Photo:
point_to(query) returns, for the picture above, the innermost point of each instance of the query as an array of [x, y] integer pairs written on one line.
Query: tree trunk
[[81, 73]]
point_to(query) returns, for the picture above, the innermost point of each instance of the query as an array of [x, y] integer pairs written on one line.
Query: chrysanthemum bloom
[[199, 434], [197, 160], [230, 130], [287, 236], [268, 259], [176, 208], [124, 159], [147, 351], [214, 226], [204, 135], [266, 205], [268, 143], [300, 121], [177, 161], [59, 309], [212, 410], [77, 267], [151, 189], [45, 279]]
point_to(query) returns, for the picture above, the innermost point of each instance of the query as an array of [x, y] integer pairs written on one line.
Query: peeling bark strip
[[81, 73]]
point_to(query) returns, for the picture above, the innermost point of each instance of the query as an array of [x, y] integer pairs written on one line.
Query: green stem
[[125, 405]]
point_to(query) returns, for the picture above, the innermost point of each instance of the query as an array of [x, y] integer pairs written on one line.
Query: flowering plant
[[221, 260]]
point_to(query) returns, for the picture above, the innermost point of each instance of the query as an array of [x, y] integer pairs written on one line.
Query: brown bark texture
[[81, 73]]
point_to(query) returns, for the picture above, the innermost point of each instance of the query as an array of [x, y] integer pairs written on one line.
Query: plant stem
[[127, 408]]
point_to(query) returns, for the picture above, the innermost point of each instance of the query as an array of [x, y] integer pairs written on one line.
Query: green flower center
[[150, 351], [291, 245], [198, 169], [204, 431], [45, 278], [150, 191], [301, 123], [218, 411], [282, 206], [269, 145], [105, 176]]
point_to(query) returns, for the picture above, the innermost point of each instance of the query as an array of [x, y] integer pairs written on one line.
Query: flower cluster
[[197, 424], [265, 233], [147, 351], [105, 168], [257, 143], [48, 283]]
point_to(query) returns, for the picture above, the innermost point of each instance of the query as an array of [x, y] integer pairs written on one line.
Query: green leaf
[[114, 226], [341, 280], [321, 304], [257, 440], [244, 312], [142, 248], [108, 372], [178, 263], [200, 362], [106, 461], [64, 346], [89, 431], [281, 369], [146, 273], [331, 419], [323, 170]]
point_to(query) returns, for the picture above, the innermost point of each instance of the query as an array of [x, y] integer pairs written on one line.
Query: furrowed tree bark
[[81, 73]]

════════════════════

What is being asked:
Every record above must be duplicated exactly.

Exercise answer:
Photo:
point_to(query) returns, for the picture above, the innermost point of each instance of the query as an array of [x, y] integer pairs written on one line.
Query: tree trunk
[[81, 73]]
point_to(query) returns, for the picture above, the innermost point of each instance of the query as an array of [x, y] integer pairs written on one line.
Query: chrysanthemum bloom
[[199, 434], [197, 160], [230, 130], [287, 236], [268, 259], [176, 208], [124, 159], [147, 351], [214, 226], [204, 135], [266, 205], [268, 143], [300, 121], [177, 161], [59, 309], [212, 410], [77, 267], [151, 189], [45, 279]]
point_to(query) returns, for the picture above, the innermost point of each instance of the query as an array of [x, y] integer pairs written on one line.
Query: peeling bark strip
[[81, 73]]
point_to(query) returns, for the picture above, the innermost point of each instance of the query as an array of [x, y] integer pairs written on one line.
Query: green stem
[[125, 405]]
point_to(query) returns, for the picture above, the innermost point of each instance of the query as an array of [x, y] integer pairs written on one line.
Query: flowering plant
[[221, 260]]
point_to(query) returns, for the picture above, the innermost point of each instance of the query as an array of [x, y] integer pairs written on one line.
Query: brown bark texture
[[81, 73]]
point_to(query) returns, for the picture above, the innermost point of each instance of the query as an array of [x, y] integer pairs written on one line.
Query: plant stem
[[127, 408]]
point_to(query) returns, for the picture above, the innermost point of each instance of the query as an array of [x, y] integer pairs written on one line.
Query: green flower center
[[150, 351], [291, 245], [198, 169], [204, 431], [45, 278], [150, 191], [301, 123], [218, 411], [282, 206], [269, 145], [105, 176]]
point_to(query) returns, for the picture above, the innermost point of each instance of the query as an array of [x, y] integer pairs written on one line.
Query: flower cluster
[[197, 424], [265, 233], [147, 351], [105, 168], [257, 143], [48, 283]]
point_to(query) returns, for the picture above, the innermost point of each instance of the query as an array of [x, y] integer pairs written on one line.
Query: green leaf
[[114, 226], [341, 280], [321, 304], [257, 440], [244, 312], [142, 248], [108, 372], [178, 263], [200, 362], [106, 461], [64, 346], [89, 431], [281, 369], [146, 273], [331, 419], [323, 170]]
point_to(query) returns, for the picture above, the innermost point of each instance of the query as an array of [x, y] integer pairs written on one line.
Query: furrowed tree bark
[[81, 73]]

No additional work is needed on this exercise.